***** Selected extract *****

Saturday, December 16, 2017
Politics

Obama's courtship of Capitol Hill might not succeed

WASHINGTON — President Barack Obama's three days of visits to Capitol Hill produced no serious thaw in the partisan standoff that has impeded progress on budget and other fiscal matters for years.

Obama on Thursday wrapped up an extraordinary series of four visits in three days with lawmakers at the Capitol, hoping to gain enough trust to forge ahead with the kind of grand fiscal bargain that so far has been unattainable.

While he may have laid some groundwork, Republicans and some liberal Democrats remained skeptical that they could find consensus for a broader plan to curb projected deficits.

"It's nice that the president reached out," said House Speaker John Boehner, R-Ohio. "We were glad to have him. But there are big differences. And the president's idea of compromise is 'Just do it my way'. And that's just not going to work."

***** Raw data *****

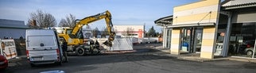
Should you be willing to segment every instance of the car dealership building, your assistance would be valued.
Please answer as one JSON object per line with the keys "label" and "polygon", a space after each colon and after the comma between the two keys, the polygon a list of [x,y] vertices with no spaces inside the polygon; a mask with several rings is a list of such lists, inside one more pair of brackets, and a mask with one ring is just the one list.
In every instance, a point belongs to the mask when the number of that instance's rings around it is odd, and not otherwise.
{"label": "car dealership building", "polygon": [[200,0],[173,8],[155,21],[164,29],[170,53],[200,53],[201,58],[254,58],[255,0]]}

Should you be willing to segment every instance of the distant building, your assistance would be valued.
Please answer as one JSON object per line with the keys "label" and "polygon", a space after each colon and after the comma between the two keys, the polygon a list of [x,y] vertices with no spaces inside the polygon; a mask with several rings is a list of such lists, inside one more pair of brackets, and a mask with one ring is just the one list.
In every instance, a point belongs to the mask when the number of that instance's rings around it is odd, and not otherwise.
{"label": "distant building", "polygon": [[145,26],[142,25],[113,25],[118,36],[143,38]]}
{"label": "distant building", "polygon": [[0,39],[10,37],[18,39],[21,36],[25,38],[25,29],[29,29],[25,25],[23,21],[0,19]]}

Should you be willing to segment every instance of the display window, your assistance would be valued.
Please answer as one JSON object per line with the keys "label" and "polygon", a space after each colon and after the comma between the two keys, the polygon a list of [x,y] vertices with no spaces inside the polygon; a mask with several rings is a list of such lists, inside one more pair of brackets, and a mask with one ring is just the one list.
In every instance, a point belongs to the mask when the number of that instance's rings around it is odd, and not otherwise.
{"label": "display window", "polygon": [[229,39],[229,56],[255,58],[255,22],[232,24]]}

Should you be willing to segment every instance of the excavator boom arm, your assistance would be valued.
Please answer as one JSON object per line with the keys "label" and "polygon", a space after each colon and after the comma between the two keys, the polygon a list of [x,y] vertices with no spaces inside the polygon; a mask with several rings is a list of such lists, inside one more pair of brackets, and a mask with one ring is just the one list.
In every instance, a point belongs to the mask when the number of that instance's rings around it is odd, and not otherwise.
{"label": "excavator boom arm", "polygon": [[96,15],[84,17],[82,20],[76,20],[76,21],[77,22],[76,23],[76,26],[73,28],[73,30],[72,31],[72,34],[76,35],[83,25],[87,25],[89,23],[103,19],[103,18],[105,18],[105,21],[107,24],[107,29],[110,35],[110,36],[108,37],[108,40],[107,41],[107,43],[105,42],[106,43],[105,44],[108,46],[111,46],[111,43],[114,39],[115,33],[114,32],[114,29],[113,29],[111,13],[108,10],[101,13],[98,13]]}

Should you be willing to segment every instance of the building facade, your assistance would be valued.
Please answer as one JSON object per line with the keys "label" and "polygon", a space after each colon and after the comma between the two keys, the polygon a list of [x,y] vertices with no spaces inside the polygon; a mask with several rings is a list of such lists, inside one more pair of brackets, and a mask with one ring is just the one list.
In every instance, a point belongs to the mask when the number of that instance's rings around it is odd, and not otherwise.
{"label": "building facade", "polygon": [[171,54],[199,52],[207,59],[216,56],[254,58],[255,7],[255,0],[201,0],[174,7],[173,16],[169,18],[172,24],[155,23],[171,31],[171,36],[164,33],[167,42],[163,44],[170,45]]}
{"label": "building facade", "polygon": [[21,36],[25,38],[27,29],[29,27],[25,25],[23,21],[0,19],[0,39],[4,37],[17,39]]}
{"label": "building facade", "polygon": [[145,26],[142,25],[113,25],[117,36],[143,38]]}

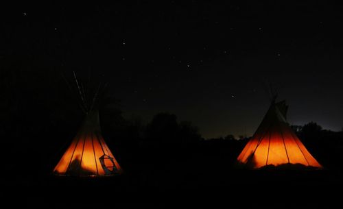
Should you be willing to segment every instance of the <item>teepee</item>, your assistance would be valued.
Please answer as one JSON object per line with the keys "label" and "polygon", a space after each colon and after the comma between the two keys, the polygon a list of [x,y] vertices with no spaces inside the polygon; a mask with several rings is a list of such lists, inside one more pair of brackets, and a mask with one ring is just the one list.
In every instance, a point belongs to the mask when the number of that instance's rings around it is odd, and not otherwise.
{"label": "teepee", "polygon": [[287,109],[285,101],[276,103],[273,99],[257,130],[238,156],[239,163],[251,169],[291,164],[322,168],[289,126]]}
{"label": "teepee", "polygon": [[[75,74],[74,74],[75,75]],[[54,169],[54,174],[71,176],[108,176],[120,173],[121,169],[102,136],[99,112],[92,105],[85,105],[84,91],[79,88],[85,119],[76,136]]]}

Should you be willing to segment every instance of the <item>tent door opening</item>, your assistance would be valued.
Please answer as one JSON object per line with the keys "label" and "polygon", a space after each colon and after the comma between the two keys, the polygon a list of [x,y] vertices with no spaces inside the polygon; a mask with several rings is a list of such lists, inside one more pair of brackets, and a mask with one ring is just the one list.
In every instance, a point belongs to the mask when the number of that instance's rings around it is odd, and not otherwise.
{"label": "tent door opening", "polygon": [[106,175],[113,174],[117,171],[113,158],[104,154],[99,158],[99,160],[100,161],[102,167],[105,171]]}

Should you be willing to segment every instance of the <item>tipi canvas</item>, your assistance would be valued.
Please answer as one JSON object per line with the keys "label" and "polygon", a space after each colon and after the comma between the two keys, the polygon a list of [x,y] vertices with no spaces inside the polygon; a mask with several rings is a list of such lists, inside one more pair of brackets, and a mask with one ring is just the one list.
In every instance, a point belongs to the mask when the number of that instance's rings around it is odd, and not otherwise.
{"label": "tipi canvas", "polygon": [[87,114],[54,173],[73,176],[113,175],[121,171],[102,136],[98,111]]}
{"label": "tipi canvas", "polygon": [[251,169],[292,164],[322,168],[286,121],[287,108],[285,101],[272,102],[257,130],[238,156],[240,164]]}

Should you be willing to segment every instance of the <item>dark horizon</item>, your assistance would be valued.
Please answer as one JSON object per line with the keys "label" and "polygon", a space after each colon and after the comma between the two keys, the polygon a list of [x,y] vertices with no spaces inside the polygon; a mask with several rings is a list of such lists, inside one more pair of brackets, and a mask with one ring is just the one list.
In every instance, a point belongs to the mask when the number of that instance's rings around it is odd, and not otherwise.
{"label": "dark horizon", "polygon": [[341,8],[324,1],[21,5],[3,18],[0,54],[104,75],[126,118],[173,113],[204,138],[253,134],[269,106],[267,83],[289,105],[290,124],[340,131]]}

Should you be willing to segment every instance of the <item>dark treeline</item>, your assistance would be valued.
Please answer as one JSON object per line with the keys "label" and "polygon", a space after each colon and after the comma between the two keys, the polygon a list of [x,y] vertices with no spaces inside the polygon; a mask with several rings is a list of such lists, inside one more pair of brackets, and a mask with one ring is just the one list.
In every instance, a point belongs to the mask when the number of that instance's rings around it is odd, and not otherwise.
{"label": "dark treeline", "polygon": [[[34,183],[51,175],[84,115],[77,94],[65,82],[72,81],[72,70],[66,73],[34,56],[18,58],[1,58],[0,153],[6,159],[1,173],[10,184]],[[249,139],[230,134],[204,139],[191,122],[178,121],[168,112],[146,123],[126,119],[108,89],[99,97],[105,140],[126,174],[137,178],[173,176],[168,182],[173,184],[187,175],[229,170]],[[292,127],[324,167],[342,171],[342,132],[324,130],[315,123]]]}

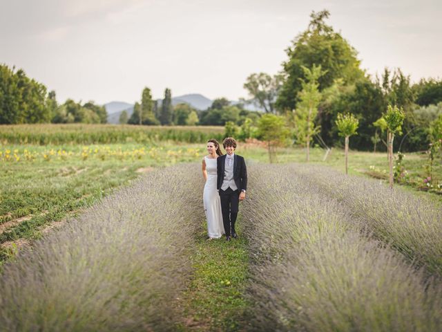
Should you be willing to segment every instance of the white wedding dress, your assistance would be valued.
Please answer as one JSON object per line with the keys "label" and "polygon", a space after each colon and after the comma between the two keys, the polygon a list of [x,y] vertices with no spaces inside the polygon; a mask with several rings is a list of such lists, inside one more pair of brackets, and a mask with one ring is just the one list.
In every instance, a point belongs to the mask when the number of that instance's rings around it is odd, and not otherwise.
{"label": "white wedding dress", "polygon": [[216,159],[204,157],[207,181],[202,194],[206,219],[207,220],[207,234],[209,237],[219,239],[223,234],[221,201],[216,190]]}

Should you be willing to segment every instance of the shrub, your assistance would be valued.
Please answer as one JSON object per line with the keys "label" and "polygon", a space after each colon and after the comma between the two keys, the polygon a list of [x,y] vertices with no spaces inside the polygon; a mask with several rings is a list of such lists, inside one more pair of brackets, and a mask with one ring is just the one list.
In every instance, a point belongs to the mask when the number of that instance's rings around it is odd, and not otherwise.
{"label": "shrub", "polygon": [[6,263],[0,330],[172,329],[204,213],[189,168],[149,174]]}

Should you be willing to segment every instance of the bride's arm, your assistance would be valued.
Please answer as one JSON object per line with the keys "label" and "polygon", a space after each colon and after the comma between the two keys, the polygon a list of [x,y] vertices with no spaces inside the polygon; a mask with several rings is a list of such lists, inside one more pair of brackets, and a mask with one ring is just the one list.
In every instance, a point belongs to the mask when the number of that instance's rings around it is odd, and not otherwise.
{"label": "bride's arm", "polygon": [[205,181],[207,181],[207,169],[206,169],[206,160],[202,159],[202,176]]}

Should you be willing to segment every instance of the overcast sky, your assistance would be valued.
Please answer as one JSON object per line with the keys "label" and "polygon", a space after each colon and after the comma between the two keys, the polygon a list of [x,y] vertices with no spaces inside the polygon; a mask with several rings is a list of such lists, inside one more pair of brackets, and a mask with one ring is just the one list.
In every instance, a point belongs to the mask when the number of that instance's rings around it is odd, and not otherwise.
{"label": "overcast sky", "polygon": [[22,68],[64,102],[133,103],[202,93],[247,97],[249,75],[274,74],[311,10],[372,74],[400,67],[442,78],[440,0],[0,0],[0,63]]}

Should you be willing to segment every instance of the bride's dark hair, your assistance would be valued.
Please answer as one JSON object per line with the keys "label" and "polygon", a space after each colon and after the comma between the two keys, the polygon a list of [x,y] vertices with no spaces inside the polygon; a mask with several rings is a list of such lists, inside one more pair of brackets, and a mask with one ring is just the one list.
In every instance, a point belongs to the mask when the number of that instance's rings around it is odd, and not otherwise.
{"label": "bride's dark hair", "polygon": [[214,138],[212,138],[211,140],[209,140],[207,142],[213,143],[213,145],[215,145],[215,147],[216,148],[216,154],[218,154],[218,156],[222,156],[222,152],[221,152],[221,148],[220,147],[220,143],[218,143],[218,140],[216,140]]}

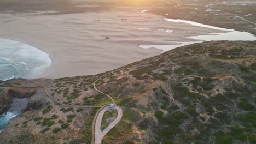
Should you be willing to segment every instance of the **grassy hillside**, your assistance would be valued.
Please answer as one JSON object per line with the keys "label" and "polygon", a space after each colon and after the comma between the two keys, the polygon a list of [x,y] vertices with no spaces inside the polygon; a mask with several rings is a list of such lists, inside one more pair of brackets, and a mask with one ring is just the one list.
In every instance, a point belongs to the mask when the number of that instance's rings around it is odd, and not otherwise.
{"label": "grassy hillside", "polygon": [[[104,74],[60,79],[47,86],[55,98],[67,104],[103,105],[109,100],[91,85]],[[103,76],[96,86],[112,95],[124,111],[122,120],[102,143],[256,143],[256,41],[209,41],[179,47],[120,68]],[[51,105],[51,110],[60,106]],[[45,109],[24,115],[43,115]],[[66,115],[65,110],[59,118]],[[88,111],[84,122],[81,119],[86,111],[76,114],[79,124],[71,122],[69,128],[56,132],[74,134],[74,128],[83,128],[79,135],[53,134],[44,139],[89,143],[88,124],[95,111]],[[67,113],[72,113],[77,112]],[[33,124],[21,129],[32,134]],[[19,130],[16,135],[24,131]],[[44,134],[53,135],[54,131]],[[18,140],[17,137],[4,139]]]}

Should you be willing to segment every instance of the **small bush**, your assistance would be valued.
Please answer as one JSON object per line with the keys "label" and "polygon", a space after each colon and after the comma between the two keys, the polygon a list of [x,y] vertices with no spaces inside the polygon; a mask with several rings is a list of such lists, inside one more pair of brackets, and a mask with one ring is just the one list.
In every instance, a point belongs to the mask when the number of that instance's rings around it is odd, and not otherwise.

*****

◆ Assignment A:
Print the part of the Capitol Hill article starting with "While he may" and going on through "curb projected deficits.".
◆ Assignment B:
According to the Capitol Hill article, how many visits did Obama make to lawmakers at the Capitol, and over how many days?

◆ Response area A:
While he may have laid some groundwork, Republicans and some liberal Democrats remained skeptical that they could find consensus for a broader plan to curb projected deficits.

◆ Response area B:
Four visits in three days.